PASSAGE PROVIDED
#####
The walnuts are now an inch long, and they are still on the trees.
Patty
From my book pile:
Cork Boat by John Pollack, rank 9. Mr. Pollack began collecting wine corks as a child, and he eventually built a real live boat entirely out of corks! Although he's as heathen as can be, the story is quite amazing, and his writing (he used to be a speechwriter for President Clinton) is excellent. I was truly captivated by this audio book.
The Real James Herriott by James Wight, rank 8. I'll bet you thought that James Herriott wrote all those Yorkshire vet books. Well, so did I, and we are both wrong! James Herriott was his pen name, and, while loosely based on actual events, those books (All Creatures Great and Small, etc.) were works of fiction. The vet's real name was Alf Wight, and his son wrote this autobiography. It was a fun listen.
#####
(Source records)
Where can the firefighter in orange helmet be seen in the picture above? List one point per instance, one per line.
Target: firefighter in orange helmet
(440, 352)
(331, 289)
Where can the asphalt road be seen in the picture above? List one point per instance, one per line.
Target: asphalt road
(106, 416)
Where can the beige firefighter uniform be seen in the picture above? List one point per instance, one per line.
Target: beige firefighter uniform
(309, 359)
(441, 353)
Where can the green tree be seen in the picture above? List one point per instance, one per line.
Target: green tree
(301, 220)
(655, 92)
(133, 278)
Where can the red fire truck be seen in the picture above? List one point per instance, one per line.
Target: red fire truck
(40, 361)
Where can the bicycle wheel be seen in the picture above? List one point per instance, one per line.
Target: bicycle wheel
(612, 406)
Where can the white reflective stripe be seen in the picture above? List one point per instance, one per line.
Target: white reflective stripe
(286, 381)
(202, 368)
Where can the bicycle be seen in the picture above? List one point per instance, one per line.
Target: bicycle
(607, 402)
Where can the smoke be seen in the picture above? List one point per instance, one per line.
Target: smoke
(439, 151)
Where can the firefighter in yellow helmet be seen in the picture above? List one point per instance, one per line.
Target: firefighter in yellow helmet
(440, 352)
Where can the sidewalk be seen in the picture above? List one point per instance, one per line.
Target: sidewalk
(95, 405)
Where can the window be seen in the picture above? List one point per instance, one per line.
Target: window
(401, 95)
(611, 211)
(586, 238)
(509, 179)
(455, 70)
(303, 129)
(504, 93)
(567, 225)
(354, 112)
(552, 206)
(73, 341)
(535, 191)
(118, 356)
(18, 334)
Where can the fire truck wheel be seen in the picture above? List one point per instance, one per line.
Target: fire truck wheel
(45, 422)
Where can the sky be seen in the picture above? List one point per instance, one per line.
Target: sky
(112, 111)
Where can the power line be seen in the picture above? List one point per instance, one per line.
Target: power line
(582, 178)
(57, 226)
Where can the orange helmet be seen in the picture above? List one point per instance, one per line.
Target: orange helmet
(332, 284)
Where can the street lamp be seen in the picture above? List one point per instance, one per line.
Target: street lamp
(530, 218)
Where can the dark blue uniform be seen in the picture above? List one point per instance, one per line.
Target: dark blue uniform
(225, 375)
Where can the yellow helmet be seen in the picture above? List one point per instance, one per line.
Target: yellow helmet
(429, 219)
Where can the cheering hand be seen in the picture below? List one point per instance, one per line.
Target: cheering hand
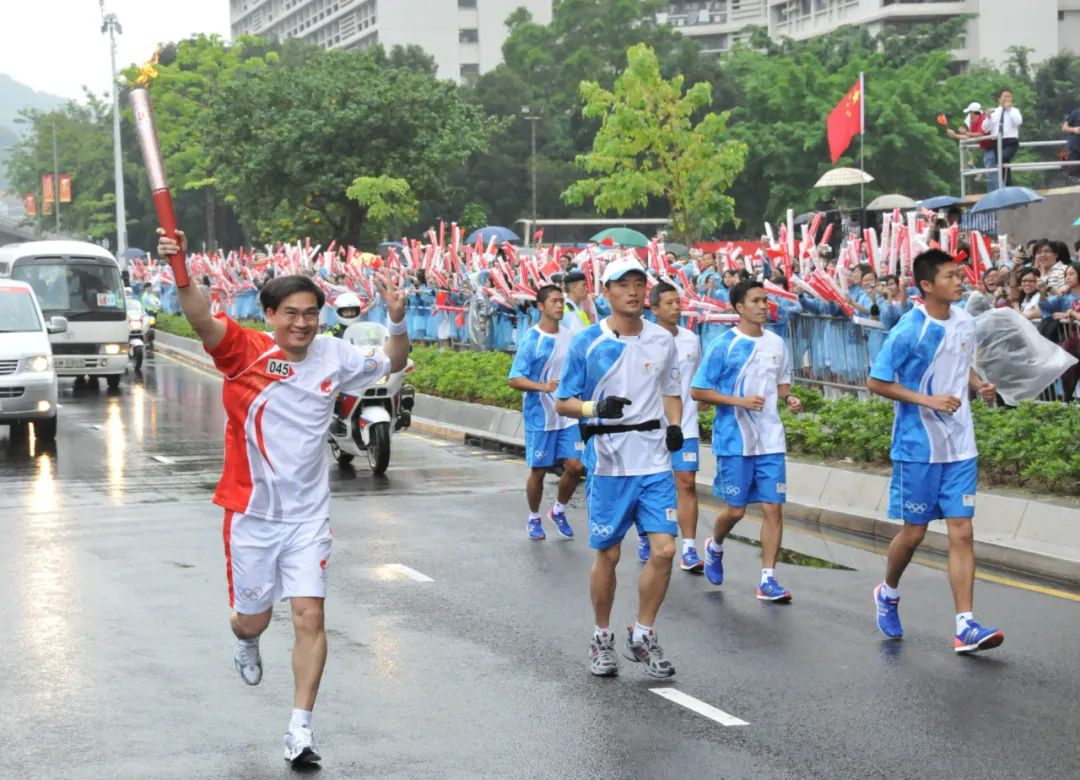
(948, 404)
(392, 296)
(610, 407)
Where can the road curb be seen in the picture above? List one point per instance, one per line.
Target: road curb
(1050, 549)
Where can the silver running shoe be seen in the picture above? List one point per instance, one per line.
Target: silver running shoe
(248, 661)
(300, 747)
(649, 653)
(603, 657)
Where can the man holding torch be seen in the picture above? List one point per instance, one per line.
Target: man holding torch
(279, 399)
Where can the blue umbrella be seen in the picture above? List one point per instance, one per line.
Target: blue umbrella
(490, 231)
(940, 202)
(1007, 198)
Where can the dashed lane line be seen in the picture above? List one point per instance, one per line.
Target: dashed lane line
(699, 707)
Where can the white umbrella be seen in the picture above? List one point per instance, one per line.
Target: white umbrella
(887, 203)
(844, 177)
#####
TO BE DONE
a - According to the book notes, what did John Pollack build entirely out of wine corks?
b - Please copy out the part of the listing that opens with the line containing "Where can the power" and runs through the end of the listing, leaving out the pictures.
This listing is unrelated to the book notes.

TASK-BY-TASK SOLUTIONS
a - A real live boat.

b -
Where can the power line be seen in the picture above? List one point per instance, one per line.
Target: power line
(582, 178)
(57, 226)
Where can the orange helmet be seen in the picture above? List one point per instance, one per line.
Target: orange helmet
(332, 284)
Where can the street lamp be seen in the picture above? List one point per instance, one per line.
Target: street lamp
(530, 218)
Where can the dark blue uniform be seen in the picture above? List one point per instance, one per line.
Target: dark blue uniform
(225, 375)
Where can the yellow helmet be seen in the picture above? List one point per instance, one per line.
Target: yellow helmet
(429, 219)
Where can the cheering hand be seen in the picture below? List one point per instance, one per line.
Target: cheering hand
(948, 404)
(392, 296)
(610, 407)
Where can the road curb be seen in the picture above? List one point per instance, one per line.
Target: road curb
(1050, 549)
Where can the silver running shoe be seen in the picture above? List one point per instance, one per line.
Target: silver running shoe
(248, 661)
(300, 747)
(649, 653)
(603, 657)
Where can the man holding torch be seen in the picture above? List one point per instance, one per line.
Target: man holding torch
(279, 399)
Where can the blue umbrella be seen in the picture above? List one point per instance, one per line.
Target: blue umbrella
(490, 231)
(940, 202)
(1007, 198)
Where can the dashed lane line be seen in the picture above? List one point per instance, one per line.
Target: dashed lane line
(699, 707)
Where can the white umbrella be seen in the picture above? List one point per instance, one per line.
Target: white umbrella
(887, 203)
(844, 177)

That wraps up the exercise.